Reproduce every one of the records below line for line, leaving out the pictures.

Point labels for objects
** BEGIN **
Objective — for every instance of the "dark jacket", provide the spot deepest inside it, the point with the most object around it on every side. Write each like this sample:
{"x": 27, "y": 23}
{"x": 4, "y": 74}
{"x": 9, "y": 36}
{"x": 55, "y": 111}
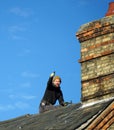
** END **
SOLUTION FOR THIS PROBLEM —
Objective — for every instance of the "dark jacket", provide the spot deepest inside it, the point with the most object around it on every side. Write each like this sample:
{"x": 27, "y": 23}
{"x": 4, "y": 74}
{"x": 9, "y": 36}
{"x": 55, "y": 111}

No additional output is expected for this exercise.